**Task goal**. Give the rows again from the start through the line containing "[634,493,706,642]", inclusive, swapping "boulder" for "stone" and changing nothing else.

Entries from an annotation dataset:
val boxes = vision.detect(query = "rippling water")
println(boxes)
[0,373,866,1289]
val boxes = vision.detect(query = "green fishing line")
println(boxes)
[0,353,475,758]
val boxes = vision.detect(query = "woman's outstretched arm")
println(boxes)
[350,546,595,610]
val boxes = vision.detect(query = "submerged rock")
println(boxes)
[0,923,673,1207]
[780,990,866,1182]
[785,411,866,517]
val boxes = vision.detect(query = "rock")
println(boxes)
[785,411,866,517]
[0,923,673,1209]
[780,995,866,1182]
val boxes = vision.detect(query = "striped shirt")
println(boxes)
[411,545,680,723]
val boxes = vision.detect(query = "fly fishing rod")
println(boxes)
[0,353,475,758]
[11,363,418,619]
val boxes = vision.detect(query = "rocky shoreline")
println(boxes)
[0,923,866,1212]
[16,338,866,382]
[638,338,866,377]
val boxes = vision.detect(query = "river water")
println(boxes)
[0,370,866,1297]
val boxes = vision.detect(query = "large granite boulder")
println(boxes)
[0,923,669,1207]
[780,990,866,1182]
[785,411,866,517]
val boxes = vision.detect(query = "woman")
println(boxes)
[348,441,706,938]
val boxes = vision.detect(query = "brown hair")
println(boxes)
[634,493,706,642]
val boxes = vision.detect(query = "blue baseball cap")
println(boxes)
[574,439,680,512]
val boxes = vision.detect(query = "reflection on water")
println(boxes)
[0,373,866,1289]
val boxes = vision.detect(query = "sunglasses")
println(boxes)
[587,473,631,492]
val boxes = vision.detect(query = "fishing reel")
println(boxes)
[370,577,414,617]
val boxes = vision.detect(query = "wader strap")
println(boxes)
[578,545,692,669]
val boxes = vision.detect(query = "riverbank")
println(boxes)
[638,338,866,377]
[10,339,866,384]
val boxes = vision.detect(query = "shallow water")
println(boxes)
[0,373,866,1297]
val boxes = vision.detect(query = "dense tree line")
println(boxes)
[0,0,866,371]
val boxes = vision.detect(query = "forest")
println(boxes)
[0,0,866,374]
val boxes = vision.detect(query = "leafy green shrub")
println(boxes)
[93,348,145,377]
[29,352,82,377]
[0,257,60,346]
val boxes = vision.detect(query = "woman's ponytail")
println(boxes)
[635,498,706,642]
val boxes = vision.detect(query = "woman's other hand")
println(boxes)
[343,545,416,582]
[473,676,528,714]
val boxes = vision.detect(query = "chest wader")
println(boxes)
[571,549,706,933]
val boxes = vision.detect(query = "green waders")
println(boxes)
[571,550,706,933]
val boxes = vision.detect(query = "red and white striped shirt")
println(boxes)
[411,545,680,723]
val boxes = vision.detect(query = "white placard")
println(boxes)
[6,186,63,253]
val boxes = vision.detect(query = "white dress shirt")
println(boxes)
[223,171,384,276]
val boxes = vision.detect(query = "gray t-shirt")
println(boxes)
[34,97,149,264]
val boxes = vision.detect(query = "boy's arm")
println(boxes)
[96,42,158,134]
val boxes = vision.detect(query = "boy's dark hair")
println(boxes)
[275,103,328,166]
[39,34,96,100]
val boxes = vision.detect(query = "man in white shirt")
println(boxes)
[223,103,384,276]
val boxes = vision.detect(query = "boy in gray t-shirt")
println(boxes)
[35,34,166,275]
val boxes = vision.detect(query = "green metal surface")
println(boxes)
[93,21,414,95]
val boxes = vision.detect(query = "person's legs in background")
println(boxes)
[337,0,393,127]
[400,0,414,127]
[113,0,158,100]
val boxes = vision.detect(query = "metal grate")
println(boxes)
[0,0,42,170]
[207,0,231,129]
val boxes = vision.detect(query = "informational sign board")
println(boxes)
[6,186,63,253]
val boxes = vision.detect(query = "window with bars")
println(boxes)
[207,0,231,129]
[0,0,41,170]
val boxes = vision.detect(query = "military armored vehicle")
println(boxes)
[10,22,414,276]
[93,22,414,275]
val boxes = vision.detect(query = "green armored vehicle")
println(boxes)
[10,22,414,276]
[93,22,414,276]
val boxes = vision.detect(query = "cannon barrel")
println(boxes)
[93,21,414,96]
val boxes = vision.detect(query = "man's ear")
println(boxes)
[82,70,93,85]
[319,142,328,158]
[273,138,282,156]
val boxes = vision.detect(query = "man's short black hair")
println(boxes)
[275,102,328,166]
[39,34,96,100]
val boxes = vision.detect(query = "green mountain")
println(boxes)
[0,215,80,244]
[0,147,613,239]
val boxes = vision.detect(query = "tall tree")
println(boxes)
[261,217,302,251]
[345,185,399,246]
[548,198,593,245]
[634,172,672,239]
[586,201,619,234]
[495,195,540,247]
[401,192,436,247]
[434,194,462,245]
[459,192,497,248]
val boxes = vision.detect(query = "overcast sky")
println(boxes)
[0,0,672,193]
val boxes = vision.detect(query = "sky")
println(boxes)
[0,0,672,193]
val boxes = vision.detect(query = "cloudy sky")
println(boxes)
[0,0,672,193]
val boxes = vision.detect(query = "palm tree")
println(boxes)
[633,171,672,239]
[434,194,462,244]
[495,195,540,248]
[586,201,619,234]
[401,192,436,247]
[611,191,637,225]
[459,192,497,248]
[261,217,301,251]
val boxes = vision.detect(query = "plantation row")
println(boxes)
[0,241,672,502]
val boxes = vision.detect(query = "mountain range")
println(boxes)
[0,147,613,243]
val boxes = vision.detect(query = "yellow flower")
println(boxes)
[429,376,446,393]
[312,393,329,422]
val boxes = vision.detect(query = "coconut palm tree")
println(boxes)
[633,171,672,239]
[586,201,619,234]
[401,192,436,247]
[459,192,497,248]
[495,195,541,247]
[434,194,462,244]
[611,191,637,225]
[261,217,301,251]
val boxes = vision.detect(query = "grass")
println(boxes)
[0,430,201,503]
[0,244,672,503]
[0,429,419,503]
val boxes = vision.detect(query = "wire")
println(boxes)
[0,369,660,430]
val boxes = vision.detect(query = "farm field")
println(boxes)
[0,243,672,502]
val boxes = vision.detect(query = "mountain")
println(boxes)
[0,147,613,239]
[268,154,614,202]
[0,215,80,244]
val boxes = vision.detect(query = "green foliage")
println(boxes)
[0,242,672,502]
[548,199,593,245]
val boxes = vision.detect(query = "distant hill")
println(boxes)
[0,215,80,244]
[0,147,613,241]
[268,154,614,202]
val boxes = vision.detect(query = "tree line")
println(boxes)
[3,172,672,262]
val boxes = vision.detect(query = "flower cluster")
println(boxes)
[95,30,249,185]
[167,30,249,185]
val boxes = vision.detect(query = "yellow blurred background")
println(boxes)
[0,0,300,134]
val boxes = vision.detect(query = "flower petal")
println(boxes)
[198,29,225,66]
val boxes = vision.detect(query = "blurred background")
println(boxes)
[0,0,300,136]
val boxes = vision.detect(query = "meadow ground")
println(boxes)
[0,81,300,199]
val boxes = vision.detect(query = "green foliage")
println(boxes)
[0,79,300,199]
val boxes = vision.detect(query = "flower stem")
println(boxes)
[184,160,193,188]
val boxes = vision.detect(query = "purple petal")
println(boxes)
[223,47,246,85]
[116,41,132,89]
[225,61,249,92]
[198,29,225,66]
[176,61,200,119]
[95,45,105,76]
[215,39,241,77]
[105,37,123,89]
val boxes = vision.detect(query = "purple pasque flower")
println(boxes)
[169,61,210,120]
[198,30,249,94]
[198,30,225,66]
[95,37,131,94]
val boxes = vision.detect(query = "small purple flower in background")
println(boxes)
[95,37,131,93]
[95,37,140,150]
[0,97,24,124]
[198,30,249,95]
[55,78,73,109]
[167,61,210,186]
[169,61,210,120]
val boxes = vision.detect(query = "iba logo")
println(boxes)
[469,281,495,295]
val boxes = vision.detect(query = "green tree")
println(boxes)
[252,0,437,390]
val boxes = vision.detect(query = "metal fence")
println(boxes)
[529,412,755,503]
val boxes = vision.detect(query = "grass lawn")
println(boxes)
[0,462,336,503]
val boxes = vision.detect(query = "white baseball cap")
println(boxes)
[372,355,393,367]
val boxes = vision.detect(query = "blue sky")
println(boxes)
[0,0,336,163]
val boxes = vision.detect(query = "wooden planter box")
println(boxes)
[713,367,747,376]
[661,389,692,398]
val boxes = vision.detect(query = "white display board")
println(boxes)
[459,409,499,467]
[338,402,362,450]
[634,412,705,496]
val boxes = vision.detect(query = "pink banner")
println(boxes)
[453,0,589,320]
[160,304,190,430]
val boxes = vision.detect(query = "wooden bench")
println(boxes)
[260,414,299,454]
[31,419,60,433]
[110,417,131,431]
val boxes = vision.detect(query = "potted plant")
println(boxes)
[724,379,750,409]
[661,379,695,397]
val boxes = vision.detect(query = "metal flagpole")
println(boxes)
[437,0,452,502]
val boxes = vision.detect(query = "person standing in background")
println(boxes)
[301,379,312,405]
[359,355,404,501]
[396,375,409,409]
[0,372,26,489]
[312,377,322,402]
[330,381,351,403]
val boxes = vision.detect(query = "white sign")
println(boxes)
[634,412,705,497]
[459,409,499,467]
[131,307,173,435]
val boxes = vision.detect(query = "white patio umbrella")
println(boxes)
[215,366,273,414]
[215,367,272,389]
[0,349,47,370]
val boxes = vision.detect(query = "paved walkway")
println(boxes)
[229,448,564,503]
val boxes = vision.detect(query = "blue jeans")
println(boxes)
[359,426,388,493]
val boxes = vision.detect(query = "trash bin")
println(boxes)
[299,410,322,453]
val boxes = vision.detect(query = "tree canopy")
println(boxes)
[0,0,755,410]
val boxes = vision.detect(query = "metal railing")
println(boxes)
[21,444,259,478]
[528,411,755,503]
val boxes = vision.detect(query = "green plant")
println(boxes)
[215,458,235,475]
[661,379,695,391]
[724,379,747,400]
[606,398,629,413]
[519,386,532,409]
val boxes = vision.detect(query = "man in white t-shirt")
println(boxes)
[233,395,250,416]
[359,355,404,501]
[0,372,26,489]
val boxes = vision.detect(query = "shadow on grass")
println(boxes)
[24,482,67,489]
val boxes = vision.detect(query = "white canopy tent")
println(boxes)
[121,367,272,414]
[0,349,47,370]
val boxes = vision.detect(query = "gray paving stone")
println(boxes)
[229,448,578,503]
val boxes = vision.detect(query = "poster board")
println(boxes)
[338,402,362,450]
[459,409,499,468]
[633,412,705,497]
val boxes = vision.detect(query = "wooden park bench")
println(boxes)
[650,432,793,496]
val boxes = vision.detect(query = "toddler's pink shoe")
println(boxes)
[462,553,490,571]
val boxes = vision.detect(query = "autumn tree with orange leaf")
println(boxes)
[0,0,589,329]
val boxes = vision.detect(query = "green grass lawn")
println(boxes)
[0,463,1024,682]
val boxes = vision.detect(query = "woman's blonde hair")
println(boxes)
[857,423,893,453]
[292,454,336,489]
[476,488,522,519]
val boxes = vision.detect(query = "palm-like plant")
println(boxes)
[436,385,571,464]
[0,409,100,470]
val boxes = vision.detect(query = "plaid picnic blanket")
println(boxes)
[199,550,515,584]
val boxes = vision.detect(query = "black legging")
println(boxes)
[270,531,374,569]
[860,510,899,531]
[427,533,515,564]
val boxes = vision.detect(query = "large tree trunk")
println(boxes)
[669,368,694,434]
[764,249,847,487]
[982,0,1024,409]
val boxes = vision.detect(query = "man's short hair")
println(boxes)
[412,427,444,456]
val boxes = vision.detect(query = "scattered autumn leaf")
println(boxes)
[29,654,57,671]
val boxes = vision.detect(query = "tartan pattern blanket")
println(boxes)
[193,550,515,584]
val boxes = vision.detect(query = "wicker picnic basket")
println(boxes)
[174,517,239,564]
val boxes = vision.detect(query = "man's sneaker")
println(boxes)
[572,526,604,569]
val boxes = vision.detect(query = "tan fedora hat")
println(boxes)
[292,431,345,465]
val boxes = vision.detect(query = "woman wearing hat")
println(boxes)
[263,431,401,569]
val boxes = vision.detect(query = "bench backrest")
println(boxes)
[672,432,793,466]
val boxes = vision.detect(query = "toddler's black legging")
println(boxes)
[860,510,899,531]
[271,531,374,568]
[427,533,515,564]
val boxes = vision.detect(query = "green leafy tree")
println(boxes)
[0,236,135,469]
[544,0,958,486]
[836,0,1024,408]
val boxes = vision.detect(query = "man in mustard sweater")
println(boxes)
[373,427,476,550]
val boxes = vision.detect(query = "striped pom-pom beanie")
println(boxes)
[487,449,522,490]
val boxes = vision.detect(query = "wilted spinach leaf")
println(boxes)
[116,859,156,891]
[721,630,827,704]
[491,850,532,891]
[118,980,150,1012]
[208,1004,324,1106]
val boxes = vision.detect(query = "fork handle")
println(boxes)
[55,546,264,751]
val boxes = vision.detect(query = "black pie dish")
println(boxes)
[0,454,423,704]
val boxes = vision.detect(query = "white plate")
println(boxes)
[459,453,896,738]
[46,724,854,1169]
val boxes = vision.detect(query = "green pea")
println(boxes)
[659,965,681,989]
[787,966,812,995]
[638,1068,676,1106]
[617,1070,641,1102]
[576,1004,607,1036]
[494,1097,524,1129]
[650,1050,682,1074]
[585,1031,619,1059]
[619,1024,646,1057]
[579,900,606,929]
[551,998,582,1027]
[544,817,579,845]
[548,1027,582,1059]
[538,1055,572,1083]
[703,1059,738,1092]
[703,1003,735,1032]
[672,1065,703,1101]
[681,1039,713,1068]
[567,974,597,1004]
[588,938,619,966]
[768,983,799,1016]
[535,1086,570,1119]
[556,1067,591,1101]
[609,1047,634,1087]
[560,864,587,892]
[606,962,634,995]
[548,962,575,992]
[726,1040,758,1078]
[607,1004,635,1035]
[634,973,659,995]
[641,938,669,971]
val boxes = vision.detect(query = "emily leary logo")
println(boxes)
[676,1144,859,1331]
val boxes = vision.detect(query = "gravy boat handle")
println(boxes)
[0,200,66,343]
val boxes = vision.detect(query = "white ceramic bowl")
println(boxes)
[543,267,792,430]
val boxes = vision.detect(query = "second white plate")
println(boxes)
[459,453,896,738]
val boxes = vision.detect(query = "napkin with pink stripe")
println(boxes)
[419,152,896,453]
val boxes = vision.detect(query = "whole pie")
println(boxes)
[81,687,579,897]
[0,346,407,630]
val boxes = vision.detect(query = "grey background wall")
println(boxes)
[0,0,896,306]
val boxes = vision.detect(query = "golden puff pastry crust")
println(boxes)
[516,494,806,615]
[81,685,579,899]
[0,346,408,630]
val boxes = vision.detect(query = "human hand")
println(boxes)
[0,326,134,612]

**Solution to this task**.
val boxes = vision.detect(query = "rippling water")
println(boxes)
[0,373,866,1289]
val boxes = vision.detect(query = "green fishing line")
println(boxes)
[0,353,475,758]
val boxes = vision.detect(query = "woman's outstretched arm")
println(boxes)
[350,546,595,610]
val boxes = vision.detect(query = "submerged rock")
println(boxes)
[0,923,673,1207]
[780,990,866,1182]
[785,411,866,517]
val boxes = vision.detect(query = "rock")
println(boxes)
[785,411,866,517]
[0,923,673,1209]
[780,995,866,1182]
val boxes = vision.detect(query = "striped shirt")
println(boxes)
[411,545,680,723]
val boxes = vision.detect(query = "fly fishing rod")
println(boxes)
[0,353,475,758]
[11,363,418,619]
val boxes = vision.detect(query = "rocky shoreline")
println(boxes)
[0,923,866,1212]
[16,338,866,382]
[638,338,866,377]
val boxes = vision.detect(query = "river water")
println(boxes)
[0,370,866,1297]
val boxes = vision.detect(query = "large granite stone")
println(boxes)
[0,923,669,1207]
[780,990,866,1182]
[785,411,866,517]
val boxes = vision.detect(query = "woman")
println(boxes)
[348,441,706,938]
val boxes = vision.detect(query = "brown hair")
println(boxes)
[634,493,706,642]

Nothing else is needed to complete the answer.